» ЗАДАНИЕ: Перепишите отрывок о жизни в индийском общежитии, всё от «Ты спрашивал меня» до «поросёнок из поговорки.», заменив «кафетерии» на «закусочные».
___ ФРАГМЕНТ ТЕКСТА
Университет наш тоже кипит – бастуют преподаватели. Их забастовка длится уже три месяца, дело пошло в суд, но слушания отложили до 11 февраля, а в апреле здесь уже кончается учебный год. Так что есть серьёзные опасения, что для некоторых студентов этот год пропадёт даром. Они волнуются и тоже начали устраивать демонстрации. У меня занятия пока идут, и то потому, что мой преподаватель Сатьянатха, жалея меня, занимается со мной неофициально.

А вот в женском общежитии у нас тоже забастовка. Вчера вывесили новый счёт за питание в прошлом месяце: 145 рупий – на 15 рупий больше, чем обычно. А кормили гораздо хуже, чем раньше (если вообще можно кормить хуже!). Девицы взбунтовались, созвали общее собрание и решили бойкотировать столовую и не платить «билл» за еду. Так что сидим пока вообще без питания, перебиваемся тем, что покупаем в «кантине» (маленькая забегаловка у ворот общежития). Конечно, 15 рупий – это ерунда, но важен принцип, мне очень понравились их боевитость и упрямство. Везде – на стенах, на дверях висят лозунги с призывами бойкотировать столовую и объединяться против несправедливости.

Общежитие университета «Миранда-хаус».
Общежитие университета «Миранда-хаус».

Ты спрашивал меня – могу ли я поменять эту столовую на что-нибудь более сносное. Нет, потому что это невозможно. В этом общежитии я обязана платить и за проживание, и за питание. Могу не есть, но платить всё равно должна. Но где мне тогда завтракать, обедать и ужинать? В университетском кампусе есть только маленькие кафетерии, где еда ещё хуже. А ездить каждый день с нашей окраины в Новый Дели, чтобы перекусить – очень утомительно, а когда наступит жара, совсем станет невозможно. Я уже и так часто не хожу в столовую, а питаюсь в своей комнате, но видно толку от этого мало – совсем стала «шелудивая», как тот поросёнок из поговорки.

Да, это не Майсор, где 10 лет назад со мной носились, как с драгоценностью и разрешали делать всё, что захочу. Здесь к иностранцам привыкли и даже порой стремятся ущемить их (из-за непонятного какого-то злорадства или зависти, чёрт их разберёт!). И вообще, северяне – народ жёсткий, холодноватый, не то, что в южной Индии. Я беру людей одного культурного и социального уровня и сравниваю их: хотя бы южанина, моего учителя и его северных коллег – разница поразительная. Сатьянатха – само воплощение мягкости, терпимости, понимания и чуткости к собеседнику. Северяне же громогласны, эгоцентричны, помпезны, и при внешней любезности – абсолютно равнодушные люди...
______
___ СТРОКИ ДАННЫХ
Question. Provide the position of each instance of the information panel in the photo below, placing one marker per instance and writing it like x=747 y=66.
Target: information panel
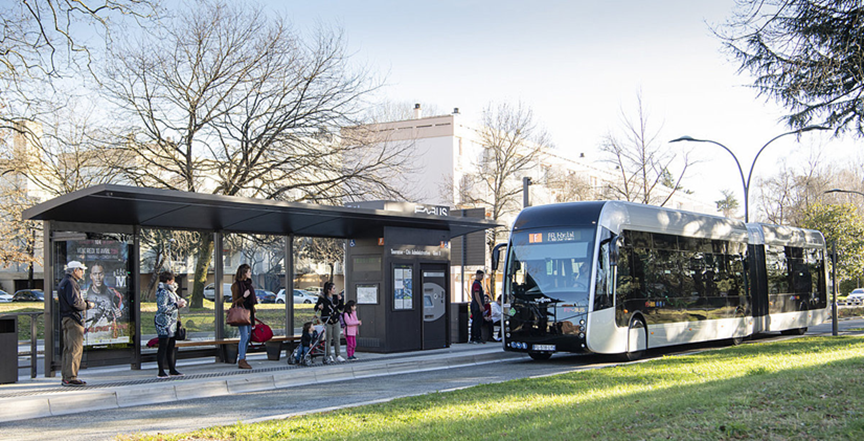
x=403 y=292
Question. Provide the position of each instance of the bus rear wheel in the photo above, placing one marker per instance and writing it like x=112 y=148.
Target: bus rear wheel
x=539 y=356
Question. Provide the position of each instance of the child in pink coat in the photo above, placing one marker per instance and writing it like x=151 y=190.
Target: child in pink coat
x=352 y=326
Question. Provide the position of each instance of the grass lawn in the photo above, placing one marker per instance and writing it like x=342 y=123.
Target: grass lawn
x=799 y=389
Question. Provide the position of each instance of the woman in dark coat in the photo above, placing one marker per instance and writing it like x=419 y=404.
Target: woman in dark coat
x=243 y=295
x=168 y=302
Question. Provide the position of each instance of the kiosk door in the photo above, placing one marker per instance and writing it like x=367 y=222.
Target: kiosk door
x=434 y=280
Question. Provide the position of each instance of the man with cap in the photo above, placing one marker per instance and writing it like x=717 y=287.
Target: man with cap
x=72 y=308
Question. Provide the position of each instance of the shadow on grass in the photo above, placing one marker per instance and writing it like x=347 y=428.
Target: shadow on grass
x=796 y=389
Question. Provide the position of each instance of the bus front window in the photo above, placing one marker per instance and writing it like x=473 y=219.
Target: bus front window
x=554 y=264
______
» РЕШЕНИЕ:
Ты спрашивал меня – могу ли я поменять эту столовую на что-нибудь более сносное. Нет, потому что это невозможно. В этом общежитии я обязана платить и за проживание, и за питание. Могу не есть, но платить всё равно должна. Но где мне тогда завтракать, обедать и ужинать? В университетском кампусе есть только маленькие закусочные, где еда ещё хуже. А ездить каждый день с нашей окраины в Новый Дели, чтобы перекусить – очень утомительно, а когда наступит жара, совсем станет невозможно. Я уже и так часто не хожу в столовую, а питаюсь в своей комнате, но видно толку от этого мало – совсем стала «шелудивая», как тот поросёнок из поговорки.